Description du problème: Reprenez, s'il vous plaît, le passage ci-dessous sur la taxation de M. A______ là où il s'arrête, et rédigez-en la suite.

Passage:
============
La comptabilisation en 2006 « d’une perte sur le débiteur C______ », jamais activée auparavant, dont la contrepartie comptable n’était même pas démontrée et dont la créance n’avait jamais fait l’objet d’une provision, ne saurait être admise, dès lors qu’elle violait le principe de périodicité.

Non contesté, ce jugement est entré en force.

21) Par décision du 30 avril 2015, l’AFC-GE a rejeté la réclamation formée le 11 novembre 2014 par M. A______ et a maintenu la taxation pour la période fiscale 2010.

Conformément au jugement du TAPI du 15 janvier 2015 concernant la taxation 2006, « la perte sur débiteur C______ » n’avait pas d’objet, si bien qu’il n’y avait pas de pertes à reporter sur les années suivantes.
============
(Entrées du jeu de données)
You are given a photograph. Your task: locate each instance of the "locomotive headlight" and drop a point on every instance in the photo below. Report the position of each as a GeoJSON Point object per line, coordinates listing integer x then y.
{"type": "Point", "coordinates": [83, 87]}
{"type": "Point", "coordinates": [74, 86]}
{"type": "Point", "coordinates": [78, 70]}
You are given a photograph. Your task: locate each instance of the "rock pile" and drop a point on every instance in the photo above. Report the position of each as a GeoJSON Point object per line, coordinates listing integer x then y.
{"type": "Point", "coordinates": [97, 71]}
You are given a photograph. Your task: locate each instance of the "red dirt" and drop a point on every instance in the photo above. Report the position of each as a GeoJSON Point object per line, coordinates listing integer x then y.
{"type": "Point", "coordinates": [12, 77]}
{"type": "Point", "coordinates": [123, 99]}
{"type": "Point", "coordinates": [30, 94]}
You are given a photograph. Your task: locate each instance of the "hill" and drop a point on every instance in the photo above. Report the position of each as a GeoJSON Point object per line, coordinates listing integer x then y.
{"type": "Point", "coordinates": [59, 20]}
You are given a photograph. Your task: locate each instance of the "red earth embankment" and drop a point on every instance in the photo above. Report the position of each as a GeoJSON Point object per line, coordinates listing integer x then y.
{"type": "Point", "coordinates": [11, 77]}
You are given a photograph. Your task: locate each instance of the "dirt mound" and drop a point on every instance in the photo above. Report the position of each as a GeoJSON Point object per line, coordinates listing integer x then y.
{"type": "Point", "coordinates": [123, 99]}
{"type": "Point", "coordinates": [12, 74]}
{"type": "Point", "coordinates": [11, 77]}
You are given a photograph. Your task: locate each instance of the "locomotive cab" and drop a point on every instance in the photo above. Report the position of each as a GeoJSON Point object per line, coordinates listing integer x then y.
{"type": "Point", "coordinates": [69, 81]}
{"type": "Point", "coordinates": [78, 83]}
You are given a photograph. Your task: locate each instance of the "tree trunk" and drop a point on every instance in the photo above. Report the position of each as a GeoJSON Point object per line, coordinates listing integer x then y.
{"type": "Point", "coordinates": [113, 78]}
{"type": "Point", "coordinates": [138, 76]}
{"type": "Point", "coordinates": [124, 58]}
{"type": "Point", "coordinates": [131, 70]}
============
Réponse à fournir:
22) Le 2 juin 2015, M. A______ a interjeté recours auprès du TAPI contre la décision sur réclamation du 30 avril 2015, concluant à son annulation et au renvoi du dossier à l’autorité de taxation afin qu’elle notifie un nouveau bordereau de taxation ICC 2010 dans le sens des considérants. Les conclusions étaient prises « sous suite de frais et dépens ».

a. Le jugement du 12 janvier 2015 était sans objet sur la question de la détermination des éléments imposables, puisque portant sur une décision de taxation annulée et remplacée par une autre, fixant le revenu imposable à CHF 0.-. La question de la déductibilité de la « perte sur le débiteur C______ » restait encore entière.

b. Il avait démontré les démarches entreprises en vue de recouvrer sa créance.

c. La créance à l’encontre de M. C______ figurait dans ses comptes
pour l’exercice 1996 à hauteur de CHF 5'000'000.-, mais avait été retirée dès 1997, celui-ci pensant à ce moment-là qu’aucun remboursement ne serait opéré par le débiteur.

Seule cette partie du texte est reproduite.